* Source passage:
/---

The XLNet [ 7 ] and GPT (Generative Pre-trained Transformer) [ 8 ] models are two other prominent advancements in the field of natural language processing (NLP). Both models have made use of transformers and self-supervised learning techniques, leading to significant contributions to language understanding and generation tasks. Gururangan [ 9 ] built separate pretrained models for specific domains with a universal language model ROBERTA on four domains (biomedical and computer science publications, news and reviews) and eight classification tasks (two in each domain). Their experiments showed that continued pre-training with additional corpus on the domain consistently improves performance on tasks from the target domain, in both high- and low-resource settings.

2.2. Knowledge Base Construction

Kalo [10] introduced a composite query-answering architecture that integrates knowledge graphs with the BERT masked language model to augment the precision of query outcomes. This approach fuses the structural and semantic attributes of knowledge graphs with the textual knowledge from language models. The model uses multiple MASK tokens to predict tokens. And then find the most likely entities from the combinations of the individual predictions. Li [ 6 ] is the winner of the LM-KBC 2023. They proposed a model based on BERT-large-cased, to improve performance in the following three aspects: (1) LM representation of masked object tokens;(2) entity generator; (3) candidate object selection. The author used additional triples to train the language model and therefore, leading significant improvement. The skills related to prompting can be categorized into four types: (1) incorporating type information to entities; (2) simplifying and condensing prompts; (3) generating prompts by extracting relevant sentences from Wikipedia; (4) selecting diferent prompts for the same relation based on the type of entity. Besides, they remove pronouns and determiners from the candidates and find the optimal threshold of each object-relation pair and use the original score of the predictions rather than softmax.

\---

* What you are asked to do: Revise the section of the passage on language models that opens with "The XLNet [ 7" and closes with "and low-resource settings.", putting "transfer learning" in place of "self-supervised learning". Rely only on the text above.

* Data supplied:
/---

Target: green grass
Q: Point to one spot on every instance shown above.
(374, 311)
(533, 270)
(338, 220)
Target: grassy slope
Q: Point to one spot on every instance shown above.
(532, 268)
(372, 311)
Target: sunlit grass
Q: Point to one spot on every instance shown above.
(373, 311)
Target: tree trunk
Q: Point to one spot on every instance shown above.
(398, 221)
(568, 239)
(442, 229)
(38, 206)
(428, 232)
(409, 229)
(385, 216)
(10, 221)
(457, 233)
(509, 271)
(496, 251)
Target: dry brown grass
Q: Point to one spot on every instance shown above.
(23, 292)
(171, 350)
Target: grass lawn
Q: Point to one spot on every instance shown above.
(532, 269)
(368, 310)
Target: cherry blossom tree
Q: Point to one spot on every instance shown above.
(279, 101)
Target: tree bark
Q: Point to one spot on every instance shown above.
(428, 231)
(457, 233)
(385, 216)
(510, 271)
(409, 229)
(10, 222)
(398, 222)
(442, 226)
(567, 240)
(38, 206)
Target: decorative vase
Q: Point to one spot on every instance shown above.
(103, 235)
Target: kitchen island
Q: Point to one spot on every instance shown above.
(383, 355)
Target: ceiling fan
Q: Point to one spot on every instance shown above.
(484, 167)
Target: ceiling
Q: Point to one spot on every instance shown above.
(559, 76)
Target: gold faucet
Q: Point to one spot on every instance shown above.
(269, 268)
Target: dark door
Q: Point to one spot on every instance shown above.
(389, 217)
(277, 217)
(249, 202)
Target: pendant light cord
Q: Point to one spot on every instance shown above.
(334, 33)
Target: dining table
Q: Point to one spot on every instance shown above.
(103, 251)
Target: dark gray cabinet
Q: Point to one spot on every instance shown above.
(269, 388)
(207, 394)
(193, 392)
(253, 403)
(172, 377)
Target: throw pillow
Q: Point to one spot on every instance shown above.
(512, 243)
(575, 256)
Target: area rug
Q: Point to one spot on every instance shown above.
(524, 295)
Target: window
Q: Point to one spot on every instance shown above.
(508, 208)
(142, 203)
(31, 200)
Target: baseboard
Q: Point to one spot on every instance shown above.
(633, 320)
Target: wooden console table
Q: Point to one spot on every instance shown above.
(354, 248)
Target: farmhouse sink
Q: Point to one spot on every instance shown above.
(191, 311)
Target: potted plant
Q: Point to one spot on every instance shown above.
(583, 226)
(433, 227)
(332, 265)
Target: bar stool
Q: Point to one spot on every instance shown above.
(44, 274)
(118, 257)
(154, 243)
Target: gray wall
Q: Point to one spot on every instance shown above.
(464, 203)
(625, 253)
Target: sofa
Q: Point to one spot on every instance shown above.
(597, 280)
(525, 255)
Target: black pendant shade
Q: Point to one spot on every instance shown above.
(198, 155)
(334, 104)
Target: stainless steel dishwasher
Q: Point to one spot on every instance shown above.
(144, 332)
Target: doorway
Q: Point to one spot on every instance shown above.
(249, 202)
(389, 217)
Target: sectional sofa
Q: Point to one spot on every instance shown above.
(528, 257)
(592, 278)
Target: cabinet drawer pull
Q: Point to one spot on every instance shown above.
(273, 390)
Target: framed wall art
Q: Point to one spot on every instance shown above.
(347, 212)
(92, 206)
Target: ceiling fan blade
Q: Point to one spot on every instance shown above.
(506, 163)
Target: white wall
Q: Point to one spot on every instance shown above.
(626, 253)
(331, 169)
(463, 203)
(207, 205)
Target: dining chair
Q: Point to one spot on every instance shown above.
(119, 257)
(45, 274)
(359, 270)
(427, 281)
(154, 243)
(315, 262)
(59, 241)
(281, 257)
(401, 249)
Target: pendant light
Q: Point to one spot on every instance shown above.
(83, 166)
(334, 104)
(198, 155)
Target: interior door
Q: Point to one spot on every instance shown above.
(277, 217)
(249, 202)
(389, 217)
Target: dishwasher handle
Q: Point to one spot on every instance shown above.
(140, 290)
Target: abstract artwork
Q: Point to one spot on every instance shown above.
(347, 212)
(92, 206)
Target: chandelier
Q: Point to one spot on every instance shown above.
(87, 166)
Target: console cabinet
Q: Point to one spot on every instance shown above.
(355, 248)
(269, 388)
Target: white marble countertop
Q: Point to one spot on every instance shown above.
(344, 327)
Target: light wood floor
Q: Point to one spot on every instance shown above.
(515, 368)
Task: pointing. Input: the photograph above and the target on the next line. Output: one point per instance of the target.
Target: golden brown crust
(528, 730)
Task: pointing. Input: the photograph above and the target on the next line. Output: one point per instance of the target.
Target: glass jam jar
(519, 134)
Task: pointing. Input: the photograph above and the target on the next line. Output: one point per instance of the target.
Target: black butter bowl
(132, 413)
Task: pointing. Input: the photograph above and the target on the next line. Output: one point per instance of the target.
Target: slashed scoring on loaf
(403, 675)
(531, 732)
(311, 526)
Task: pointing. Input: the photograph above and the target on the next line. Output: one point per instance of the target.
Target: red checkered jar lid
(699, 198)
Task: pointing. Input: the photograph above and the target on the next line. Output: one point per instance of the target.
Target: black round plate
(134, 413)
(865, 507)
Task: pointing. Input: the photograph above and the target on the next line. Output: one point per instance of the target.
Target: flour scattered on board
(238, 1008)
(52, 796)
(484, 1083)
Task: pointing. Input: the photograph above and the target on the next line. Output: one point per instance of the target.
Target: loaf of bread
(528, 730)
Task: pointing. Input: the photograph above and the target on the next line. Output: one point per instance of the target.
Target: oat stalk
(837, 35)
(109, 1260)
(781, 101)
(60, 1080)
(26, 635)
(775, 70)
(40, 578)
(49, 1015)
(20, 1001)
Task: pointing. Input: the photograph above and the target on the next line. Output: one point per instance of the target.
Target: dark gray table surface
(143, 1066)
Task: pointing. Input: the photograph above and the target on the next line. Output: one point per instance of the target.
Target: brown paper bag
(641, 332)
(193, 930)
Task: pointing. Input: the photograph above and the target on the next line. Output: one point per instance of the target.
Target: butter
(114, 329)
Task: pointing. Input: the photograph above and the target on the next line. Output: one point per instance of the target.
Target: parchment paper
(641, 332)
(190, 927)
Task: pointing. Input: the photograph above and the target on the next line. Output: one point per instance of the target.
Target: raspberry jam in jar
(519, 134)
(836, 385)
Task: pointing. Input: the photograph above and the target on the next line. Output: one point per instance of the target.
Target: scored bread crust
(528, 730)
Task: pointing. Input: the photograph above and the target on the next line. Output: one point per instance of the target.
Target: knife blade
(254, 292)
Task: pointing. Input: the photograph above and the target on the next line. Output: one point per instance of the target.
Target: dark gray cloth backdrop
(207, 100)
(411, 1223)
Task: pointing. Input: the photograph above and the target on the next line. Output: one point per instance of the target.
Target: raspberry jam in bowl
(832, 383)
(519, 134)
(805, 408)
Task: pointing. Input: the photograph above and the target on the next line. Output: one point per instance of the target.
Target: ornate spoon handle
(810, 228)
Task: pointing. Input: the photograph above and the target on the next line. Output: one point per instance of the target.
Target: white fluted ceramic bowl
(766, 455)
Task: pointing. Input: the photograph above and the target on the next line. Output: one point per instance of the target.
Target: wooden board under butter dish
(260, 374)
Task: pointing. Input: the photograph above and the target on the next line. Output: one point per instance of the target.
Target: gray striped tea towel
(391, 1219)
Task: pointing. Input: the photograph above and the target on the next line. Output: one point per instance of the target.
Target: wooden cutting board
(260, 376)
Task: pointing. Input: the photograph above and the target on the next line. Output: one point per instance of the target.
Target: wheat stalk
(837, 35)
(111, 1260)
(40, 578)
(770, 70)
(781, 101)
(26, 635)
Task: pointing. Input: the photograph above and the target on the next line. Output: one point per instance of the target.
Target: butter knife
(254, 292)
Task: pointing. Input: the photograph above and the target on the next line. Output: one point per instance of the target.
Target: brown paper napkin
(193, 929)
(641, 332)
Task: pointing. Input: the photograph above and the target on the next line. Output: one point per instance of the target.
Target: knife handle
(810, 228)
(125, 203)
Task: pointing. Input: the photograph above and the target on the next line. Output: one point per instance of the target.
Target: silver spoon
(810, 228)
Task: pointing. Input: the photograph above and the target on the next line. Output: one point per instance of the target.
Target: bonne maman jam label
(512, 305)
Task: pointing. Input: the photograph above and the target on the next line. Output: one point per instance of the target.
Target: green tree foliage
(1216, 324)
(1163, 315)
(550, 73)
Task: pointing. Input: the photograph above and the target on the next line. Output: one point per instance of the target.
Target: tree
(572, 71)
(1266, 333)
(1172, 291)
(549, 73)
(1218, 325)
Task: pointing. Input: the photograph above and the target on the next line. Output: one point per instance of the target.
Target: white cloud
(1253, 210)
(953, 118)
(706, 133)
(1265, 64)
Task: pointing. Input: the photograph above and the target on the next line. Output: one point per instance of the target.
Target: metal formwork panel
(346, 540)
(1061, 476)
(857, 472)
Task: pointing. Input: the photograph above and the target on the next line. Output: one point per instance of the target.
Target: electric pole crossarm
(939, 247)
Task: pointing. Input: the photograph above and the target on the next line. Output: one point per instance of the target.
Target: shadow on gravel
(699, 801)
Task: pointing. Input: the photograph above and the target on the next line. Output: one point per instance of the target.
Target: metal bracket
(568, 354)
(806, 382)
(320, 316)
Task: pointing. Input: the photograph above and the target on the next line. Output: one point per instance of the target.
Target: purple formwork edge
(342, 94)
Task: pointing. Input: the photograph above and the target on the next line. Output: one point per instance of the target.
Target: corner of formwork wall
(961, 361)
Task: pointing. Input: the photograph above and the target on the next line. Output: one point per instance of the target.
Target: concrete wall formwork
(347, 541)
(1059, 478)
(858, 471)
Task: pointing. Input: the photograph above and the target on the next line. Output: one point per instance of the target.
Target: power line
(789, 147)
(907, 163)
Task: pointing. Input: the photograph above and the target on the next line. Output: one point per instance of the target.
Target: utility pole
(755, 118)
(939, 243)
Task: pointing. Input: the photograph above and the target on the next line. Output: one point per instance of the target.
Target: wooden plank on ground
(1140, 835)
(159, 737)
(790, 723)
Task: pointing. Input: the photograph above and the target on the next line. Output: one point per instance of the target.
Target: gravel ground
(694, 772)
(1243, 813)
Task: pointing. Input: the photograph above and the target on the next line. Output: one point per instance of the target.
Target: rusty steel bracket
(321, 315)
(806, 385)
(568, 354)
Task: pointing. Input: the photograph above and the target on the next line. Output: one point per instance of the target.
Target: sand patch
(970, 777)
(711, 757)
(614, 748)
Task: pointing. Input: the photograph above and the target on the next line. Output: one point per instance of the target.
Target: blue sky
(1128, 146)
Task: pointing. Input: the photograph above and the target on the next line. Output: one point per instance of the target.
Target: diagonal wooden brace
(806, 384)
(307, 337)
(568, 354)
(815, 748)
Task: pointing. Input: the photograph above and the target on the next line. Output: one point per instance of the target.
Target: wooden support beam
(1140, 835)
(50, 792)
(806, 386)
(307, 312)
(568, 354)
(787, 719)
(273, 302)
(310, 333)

\---

* Your solution:
The XLNet [ 7 ] and GPT (Generative Pre-trained Transformer) [ 8 ] models are two other prominent advancements in the field of natural language processing (NLP). Both models have made use of transformers and transfer learning techniques, leading to significant contributions to language understanding and generation tasks. Gururangan [ 9 ] built separate pretrained models for specific domains with a universal language model ROBERTA on four domains (biomedical and computer science publications, news and reviews) and eight classification tasks (two in each domain). Their experiments showed that continued pre-training with additional corpus on the domain consistently improves performance on tasks from the target domain, in both high- and low-resource settings.